● **Source**:

Chapter 1: What is the soulmate myth and how does it affect relationships?
What do you think about the story of the book Eat, Pray, Love?
You know, Liz Gilbert's book obviously got a lot of attention, a lot of popularity among women especially. And, you know, it's kind of first glance really attractive and appealing. But what's, I think, striking about the book is that she kind of ends off by, you know, this sort of storybook romance in impossibly romantic Bali in Indonesia.
She meets what seems like the perfect guy who's a feminist, a great cook, a great lover, et cetera, et cetera. They have this incredible connection. But then you learn 10 years later, Chris, what do you think happens?
I already know how this story ends, unfortunately, because I did my research. Yeah.
Yeah, she leaves him for another soulmate. And so the point I make about this story in my own book is that we have this soulmate myth out there. There's the perfect person that will complete us, with whom we'll have really no major problems, and with whom we'll have this incredible romantic and emotional connection on a pretty regular basis.
And, you know, I think the Eat, Pray, Love book and the last kind of, you know, storybook romance that she gives us in that book is kind of emblematic of this whole way of thinking and approaching relationships, love and marriage.

● **Entries shown**:
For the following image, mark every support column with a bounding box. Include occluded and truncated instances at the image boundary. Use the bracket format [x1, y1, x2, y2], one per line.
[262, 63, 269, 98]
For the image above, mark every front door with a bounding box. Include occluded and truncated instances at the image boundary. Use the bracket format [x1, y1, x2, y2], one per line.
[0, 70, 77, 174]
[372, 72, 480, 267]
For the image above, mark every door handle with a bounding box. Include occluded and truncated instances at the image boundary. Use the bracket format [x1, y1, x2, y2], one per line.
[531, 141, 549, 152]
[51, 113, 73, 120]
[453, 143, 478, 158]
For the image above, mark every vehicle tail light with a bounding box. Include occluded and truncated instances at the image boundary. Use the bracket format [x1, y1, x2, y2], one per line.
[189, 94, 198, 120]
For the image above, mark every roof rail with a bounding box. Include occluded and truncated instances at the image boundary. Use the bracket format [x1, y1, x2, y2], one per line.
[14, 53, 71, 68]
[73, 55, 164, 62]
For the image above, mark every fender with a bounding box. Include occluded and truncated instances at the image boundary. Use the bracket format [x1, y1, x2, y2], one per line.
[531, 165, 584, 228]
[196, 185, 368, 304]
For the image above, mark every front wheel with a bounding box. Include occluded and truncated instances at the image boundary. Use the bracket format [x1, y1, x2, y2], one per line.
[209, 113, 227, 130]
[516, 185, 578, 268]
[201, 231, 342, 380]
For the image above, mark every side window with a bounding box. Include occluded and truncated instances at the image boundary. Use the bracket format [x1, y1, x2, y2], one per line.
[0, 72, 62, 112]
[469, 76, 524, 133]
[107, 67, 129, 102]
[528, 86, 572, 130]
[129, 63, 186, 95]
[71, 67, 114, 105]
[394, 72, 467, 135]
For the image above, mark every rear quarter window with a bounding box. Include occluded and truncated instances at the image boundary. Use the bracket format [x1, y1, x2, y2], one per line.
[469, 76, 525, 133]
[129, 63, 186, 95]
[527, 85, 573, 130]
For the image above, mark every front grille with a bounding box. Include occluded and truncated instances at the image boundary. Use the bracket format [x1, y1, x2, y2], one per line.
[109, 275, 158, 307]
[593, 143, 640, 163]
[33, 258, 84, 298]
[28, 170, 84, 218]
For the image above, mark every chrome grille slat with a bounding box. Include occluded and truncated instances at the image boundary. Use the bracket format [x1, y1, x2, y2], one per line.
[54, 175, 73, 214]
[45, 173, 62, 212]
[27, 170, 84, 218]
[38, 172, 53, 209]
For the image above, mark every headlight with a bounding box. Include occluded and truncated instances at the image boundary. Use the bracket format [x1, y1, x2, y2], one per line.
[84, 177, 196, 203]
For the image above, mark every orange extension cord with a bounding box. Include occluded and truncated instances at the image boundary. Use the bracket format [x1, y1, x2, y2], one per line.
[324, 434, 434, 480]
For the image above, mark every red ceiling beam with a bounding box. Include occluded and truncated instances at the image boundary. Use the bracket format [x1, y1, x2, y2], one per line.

● **Given exercise**: List the qualities the passage on the soulmate myth gives for the man Liz Gilbert meets in Bali. You won't need the rows for this.

● **Response to the exercise**:
- A feminist
- A great cook
- A great lover